§ **Provided entries**:
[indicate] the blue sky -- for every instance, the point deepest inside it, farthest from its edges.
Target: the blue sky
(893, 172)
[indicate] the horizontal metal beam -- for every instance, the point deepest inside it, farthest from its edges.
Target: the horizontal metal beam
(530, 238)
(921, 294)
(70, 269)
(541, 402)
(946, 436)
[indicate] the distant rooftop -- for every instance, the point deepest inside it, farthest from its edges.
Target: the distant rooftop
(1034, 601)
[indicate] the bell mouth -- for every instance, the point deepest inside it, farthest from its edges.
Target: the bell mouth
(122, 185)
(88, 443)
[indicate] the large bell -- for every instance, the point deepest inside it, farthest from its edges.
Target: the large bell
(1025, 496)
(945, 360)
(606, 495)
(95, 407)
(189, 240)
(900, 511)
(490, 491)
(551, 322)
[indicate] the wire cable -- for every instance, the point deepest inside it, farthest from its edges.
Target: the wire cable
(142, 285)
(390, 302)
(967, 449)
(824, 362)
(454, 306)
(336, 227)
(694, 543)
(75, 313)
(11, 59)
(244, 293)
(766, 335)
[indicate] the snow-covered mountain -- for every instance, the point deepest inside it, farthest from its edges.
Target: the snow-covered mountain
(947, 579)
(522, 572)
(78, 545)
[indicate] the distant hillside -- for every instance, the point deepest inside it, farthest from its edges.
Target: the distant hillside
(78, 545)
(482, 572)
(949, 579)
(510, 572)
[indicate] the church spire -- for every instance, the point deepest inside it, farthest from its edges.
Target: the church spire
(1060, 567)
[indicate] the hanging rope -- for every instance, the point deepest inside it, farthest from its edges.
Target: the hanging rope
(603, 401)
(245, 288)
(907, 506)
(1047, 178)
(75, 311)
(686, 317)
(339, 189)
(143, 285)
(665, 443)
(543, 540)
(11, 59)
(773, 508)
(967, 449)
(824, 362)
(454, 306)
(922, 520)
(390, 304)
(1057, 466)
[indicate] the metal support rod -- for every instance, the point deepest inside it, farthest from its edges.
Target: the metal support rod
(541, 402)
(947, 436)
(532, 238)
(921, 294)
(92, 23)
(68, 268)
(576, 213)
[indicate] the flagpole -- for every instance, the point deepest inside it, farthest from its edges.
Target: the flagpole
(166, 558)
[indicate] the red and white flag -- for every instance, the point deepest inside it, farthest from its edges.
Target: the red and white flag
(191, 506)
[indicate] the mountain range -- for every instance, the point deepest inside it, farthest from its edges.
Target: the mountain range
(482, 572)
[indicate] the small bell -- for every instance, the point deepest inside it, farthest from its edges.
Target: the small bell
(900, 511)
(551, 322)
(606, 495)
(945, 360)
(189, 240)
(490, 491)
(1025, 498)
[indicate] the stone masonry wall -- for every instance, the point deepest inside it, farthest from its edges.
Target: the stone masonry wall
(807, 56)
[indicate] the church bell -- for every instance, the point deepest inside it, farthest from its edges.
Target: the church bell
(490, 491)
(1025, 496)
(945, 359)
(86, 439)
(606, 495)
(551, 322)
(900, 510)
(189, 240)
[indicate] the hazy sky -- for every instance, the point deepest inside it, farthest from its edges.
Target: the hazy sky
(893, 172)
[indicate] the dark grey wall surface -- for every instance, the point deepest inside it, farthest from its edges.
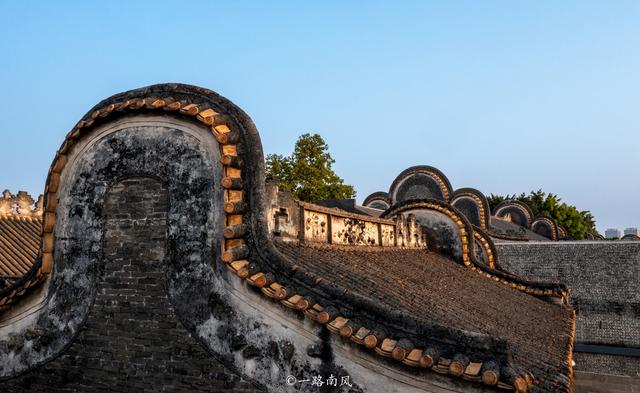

§ **To do**: None of the pictures belong in the copy; transcribe the rest of the data exactly.

§ **Task result**:
[indicate] the blue sky -- for every instance, the point deepest inside it, farthest from its edges.
Target: the blue sky
(893, 172)
[indicate] the horizontal metal beam -- for every instance, the point deepest inside it, farthest from its edges.
Target: the horizontal metal beam
(530, 238)
(921, 294)
(70, 269)
(541, 402)
(946, 436)
[indicate] the distant rooftop -- for every instance, the point deepest inside it, farthest from its edges.
Target: the distant rooftop
(1034, 601)
[indicate] the bell mouth -- for every instance, the point deepest inside it, farthest from its edges.
Target: the bell mouth
(122, 185)
(88, 443)
[indicate] the large bell -- for every instance, the point deepest inside it, farthest from its edges.
Target: the large bell
(1025, 496)
(945, 360)
(606, 495)
(95, 407)
(189, 240)
(900, 511)
(490, 491)
(551, 322)
[indicate] the wire cable -- for every instance, the point deepest inside it, farthest from its edges.
Target: the wire cable
(142, 285)
(390, 302)
(967, 449)
(824, 362)
(454, 306)
(336, 227)
(694, 543)
(75, 313)
(11, 59)
(244, 293)
(766, 335)
[indicate] the snow-covered mountain -- for every instance, the point deepest inside it, farthest from its edges.
Target: the snow-covered mountain
(947, 579)
(522, 572)
(78, 545)
[indicate] the distant hillside -- for every instance, the point deepest inside it, farthest from its edges.
Target: the distant hillside
(78, 545)
(482, 572)
(949, 579)
(510, 572)
[indicate] the church spire -- for every instance, the point deepest inside it, farthest from its edges.
Target: the church spire
(1060, 567)
[indicate] the hanging rope -- for every instance, the point deepest inside it, farthest from its edges.
Target: the hanging rope
(603, 401)
(245, 288)
(907, 506)
(1047, 178)
(75, 311)
(686, 317)
(339, 189)
(143, 285)
(665, 443)
(543, 540)
(11, 59)
(773, 508)
(967, 449)
(824, 362)
(454, 306)
(922, 520)
(390, 304)
(1057, 466)
[indicate] the metal support rod -- for every instance, the point deepest inside it, farthest from its edges.
Target: the metal support rod
(541, 402)
(947, 436)
(532, 238)
(921, 294)
(92, 23)
(68, 268)
(576, 213)
[indicate] the flagpole -- for every instance, the point deepest inside it, farthest from its edges.
Target: the flagpole
(166, 558)
[indicate] the red and white flag -- for every instance, the point deepest inside it, farthest from its edges.
Target: the red and white flag
(191, 506)
[indicate] the mountain range -- for every instance, the point deepest inside it, farthest from its edges.
Target: the mountain range
(482, 572)
[indicate] the small bell -- for every instance, the point deepest inside it, farthest from its edges.
Target: the small bell
(900, 511)
(551, 322)
(606, 495)
(945, 360)
(189, 240)
(490, 491)
(1025, 498)
[indicate] the stone masonry wall -- for every instance, the point deepest inside it, farthest from its edges.
Target: the stone masonry wall
(807, 56)
[indicate] the church bell -- for every instance, the point deepest inside it, farthest from its edges.
Target: the church bell
(490, 491)
(1025, 496)
(945, 359)
(86, 439)
(606, 495)
(551, 322)
(900, 510)
(189, 240)
[indicate] the hazy sky -- for every instance, the point deepest inside it, farthest from its edges.
Target: the hazy sky
(893, 172)
[indicate] the dark grey wall surface -- for every instance, the point deepest inside it, farthest from its edges.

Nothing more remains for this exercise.